Task details:
Every line of the material must appear in the answer exactly as it does here.

::::::::

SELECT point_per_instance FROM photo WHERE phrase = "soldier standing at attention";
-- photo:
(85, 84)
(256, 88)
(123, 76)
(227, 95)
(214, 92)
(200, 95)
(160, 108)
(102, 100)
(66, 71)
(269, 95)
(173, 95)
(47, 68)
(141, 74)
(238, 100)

::::::::

Solution to the problem:
SELECT point_per_instance FROM photo WHERE phrase = "soldier standing at attention";
-- photo:
(85, 84)
(256, 88)
(123, 76)
(227, 95)
(214, 92)
(200, 95)
(160, 108)
(102, 100)
(66, 71)
(269, 95)
(173, 95)
(47, 68)
(141, 74)
(238, 100)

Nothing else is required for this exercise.